**YOUR INSTRUCTIONS:** Return each line in the records below that contains the word "hair".

** start of STORED RECORDS **

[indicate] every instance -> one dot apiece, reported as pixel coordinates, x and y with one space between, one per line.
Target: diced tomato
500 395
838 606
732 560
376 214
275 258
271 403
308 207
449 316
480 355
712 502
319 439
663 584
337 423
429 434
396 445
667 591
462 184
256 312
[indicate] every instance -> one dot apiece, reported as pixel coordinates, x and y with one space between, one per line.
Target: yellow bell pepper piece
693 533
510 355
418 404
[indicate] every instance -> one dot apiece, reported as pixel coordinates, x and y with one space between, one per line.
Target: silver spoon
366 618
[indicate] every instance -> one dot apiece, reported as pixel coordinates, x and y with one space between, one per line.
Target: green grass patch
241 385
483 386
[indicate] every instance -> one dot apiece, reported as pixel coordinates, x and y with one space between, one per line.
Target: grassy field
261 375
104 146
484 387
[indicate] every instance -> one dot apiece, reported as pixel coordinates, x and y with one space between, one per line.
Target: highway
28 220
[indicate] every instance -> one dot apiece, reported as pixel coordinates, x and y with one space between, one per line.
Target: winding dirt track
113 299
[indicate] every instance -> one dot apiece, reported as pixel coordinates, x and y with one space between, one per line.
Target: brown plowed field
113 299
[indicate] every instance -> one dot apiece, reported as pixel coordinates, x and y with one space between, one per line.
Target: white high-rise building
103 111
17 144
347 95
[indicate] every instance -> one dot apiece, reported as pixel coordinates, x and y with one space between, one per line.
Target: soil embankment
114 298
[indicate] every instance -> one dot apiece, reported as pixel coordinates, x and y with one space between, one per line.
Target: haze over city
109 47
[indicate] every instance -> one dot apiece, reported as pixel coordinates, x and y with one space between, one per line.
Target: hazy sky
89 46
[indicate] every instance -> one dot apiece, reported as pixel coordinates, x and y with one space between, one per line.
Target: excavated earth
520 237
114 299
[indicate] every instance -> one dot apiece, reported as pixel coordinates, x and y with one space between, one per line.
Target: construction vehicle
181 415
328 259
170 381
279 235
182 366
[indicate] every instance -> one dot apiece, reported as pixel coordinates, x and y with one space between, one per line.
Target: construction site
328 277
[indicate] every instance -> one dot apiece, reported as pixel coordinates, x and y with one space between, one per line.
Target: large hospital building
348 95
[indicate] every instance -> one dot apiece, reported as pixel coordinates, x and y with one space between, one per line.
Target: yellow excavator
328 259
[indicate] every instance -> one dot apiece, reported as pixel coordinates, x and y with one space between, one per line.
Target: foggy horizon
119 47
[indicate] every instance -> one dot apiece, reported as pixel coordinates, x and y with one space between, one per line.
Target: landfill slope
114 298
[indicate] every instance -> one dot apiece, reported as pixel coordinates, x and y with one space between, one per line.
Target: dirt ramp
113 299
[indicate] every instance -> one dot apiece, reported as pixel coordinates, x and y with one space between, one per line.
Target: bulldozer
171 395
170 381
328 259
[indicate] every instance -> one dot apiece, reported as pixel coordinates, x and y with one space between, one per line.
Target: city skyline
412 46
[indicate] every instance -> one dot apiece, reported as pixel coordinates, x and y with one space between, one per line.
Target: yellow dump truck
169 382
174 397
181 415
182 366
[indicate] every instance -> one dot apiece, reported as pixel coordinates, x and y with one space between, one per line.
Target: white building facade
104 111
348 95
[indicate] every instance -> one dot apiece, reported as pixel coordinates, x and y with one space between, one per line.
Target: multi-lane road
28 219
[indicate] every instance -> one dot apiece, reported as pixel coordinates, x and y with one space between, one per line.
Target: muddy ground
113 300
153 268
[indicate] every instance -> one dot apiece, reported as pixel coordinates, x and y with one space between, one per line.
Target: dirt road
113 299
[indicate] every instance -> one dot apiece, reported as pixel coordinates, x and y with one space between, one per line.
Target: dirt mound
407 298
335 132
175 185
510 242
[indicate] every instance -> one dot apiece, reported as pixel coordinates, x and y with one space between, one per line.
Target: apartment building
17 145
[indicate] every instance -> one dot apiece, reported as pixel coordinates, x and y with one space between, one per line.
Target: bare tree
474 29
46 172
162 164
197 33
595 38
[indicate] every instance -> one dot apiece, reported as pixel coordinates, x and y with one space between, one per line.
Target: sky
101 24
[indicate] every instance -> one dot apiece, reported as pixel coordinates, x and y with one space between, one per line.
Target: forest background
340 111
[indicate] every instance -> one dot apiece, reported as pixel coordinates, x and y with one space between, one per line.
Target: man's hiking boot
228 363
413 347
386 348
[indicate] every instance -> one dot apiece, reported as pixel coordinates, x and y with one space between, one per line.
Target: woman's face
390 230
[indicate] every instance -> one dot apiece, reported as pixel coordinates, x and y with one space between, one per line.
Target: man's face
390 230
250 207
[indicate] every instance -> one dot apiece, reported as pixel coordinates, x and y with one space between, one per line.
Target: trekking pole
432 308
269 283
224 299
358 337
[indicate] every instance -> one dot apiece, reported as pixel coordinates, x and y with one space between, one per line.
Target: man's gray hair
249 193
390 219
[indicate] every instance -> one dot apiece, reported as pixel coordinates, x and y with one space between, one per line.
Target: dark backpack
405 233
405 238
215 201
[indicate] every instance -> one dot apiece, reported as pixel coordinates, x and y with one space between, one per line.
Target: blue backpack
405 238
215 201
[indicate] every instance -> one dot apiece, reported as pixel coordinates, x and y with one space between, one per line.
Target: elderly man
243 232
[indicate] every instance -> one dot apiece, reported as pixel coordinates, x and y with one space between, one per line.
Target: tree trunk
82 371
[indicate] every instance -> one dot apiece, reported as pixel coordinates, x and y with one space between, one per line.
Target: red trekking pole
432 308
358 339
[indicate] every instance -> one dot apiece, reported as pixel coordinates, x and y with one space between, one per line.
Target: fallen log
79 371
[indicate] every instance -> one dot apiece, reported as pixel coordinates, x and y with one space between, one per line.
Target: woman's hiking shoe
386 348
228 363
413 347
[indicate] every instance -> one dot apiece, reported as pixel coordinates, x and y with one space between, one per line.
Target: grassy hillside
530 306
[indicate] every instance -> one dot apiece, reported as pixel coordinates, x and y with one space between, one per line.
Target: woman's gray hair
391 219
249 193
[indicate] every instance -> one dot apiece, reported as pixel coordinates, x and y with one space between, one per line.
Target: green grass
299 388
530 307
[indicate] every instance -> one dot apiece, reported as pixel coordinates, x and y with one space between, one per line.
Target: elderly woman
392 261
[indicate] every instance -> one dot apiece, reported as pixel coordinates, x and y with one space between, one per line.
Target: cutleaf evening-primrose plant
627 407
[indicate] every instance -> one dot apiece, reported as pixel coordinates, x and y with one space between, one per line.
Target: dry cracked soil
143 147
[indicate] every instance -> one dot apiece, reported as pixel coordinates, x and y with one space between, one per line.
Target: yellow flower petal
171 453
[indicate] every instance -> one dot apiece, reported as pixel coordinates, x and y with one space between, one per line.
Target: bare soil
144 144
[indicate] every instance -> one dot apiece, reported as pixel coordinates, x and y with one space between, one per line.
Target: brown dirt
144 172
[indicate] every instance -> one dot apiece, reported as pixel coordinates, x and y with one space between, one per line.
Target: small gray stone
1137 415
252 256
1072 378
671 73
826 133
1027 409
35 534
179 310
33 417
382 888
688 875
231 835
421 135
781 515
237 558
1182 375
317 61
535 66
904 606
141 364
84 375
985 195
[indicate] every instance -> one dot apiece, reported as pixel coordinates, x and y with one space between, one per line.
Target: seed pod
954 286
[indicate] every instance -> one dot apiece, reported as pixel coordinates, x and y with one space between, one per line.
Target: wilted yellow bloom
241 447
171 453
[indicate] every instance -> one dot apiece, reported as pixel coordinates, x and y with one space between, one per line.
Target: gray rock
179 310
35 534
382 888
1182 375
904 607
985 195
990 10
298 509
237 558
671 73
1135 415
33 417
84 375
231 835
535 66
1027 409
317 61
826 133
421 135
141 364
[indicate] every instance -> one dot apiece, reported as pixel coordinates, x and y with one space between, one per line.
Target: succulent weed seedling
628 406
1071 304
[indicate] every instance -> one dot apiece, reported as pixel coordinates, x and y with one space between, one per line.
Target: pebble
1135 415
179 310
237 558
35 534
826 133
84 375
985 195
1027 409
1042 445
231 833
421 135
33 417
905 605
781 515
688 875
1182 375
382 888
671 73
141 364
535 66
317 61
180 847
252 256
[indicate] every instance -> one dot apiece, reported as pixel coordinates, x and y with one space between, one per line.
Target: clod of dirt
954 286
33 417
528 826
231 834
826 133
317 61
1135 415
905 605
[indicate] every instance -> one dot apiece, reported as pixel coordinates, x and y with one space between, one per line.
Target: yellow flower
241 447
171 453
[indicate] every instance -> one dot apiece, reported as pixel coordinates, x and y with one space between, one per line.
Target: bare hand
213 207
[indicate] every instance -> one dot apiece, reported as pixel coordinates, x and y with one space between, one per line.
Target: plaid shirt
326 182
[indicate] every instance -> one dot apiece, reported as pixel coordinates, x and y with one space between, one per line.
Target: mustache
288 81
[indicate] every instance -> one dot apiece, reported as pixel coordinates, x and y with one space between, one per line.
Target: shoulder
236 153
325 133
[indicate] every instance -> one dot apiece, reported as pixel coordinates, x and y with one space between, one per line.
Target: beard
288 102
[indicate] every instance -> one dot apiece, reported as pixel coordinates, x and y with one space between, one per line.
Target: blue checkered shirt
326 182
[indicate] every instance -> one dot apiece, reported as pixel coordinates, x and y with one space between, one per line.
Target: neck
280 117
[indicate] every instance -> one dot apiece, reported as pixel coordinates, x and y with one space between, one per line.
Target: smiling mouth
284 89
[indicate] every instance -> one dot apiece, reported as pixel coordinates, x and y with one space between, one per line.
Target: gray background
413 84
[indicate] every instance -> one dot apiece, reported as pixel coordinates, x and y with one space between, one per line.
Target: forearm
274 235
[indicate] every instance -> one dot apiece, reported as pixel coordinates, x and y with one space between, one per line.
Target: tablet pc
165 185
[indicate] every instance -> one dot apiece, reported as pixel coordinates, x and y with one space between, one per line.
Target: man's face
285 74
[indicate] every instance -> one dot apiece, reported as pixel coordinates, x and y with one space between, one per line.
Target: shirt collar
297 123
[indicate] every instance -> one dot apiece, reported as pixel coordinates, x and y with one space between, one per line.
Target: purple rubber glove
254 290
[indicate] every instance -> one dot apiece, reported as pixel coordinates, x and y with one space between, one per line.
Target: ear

** end of STORED RECORDS **

**COMPLETE ANSWER:**
Target: man's gray hair
Target: woman's gray hair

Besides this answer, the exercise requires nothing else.